-- BEGIN MATERIAL FOR THE TASK --

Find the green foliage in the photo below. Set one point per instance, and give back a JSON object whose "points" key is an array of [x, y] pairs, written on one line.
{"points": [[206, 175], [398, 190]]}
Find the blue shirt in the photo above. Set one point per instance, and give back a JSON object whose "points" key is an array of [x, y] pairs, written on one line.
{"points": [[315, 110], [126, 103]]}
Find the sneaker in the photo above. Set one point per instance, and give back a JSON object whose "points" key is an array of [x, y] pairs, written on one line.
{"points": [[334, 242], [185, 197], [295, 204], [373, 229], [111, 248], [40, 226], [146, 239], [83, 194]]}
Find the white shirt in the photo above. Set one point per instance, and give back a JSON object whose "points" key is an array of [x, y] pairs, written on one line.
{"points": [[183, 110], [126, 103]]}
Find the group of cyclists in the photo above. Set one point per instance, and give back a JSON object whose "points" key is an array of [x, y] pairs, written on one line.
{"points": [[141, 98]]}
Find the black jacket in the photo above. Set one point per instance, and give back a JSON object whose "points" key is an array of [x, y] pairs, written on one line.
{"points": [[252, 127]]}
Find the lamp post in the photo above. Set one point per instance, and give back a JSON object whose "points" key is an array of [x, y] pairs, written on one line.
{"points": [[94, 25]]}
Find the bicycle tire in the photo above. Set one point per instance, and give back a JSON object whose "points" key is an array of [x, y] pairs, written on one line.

-- END MATERIAL FOR THE TASK --

AIM -
Each line of the listing above should be output exactly.

OUTPUT FOR THIS TASK -
Find the green foliage in the photo below. Set one point per instance, and give back a JSON object whose "points" key is an array of [x, y] pairs, written on one line.
{"points": [[206, 175], [398, 190]]}
Find the blue shirt in the photo above. Set one point per instance, and give back a JSON object whose "points" key is an array of [x, y] pairs, written on one line.
{"points": [[315, 110], [126, 103]]}
Find the sneaker in the photo above. Set one point per instance, and give back a JSON object whose "points" key is an array of [x, y] pairs, written on one line.
{"points": [[334, 242], [185, 197], [295, 204], [373, 229], [111, 248], [40, 226], [146, 239], [83, 194]]}
Find the white shirt in the photo above. Set one point per instance, and give back a JSON object whose "points" key is an array of [x, y] pairs, written on one line.
{"points": [[183, 110], [126, 103]]}
Find the group of cyclists in the photo above. Set one point per instance, and give back a JSON object whose "points" key is an array of [x, y] pairs, written on one line.
{"points": [[141, 98]]}
Find the black jacket in the photo above. Set one point per instance, and give back a JSON object whose "points" key is an array of [x, y] pairs, written on one line.
{"points": [[252, 127]]}
Find the lamp post in the photo above. Set one point per instance, and give back a JSON object whose "points" key is an array of [x, y] pairs, written on one line.
{"points": [[94, 25]]}
Find the bicycle tire in the photo above. Set one point per instance, and give back a JSON object whose "points" key is an array of [x, y] pairs, written on one line.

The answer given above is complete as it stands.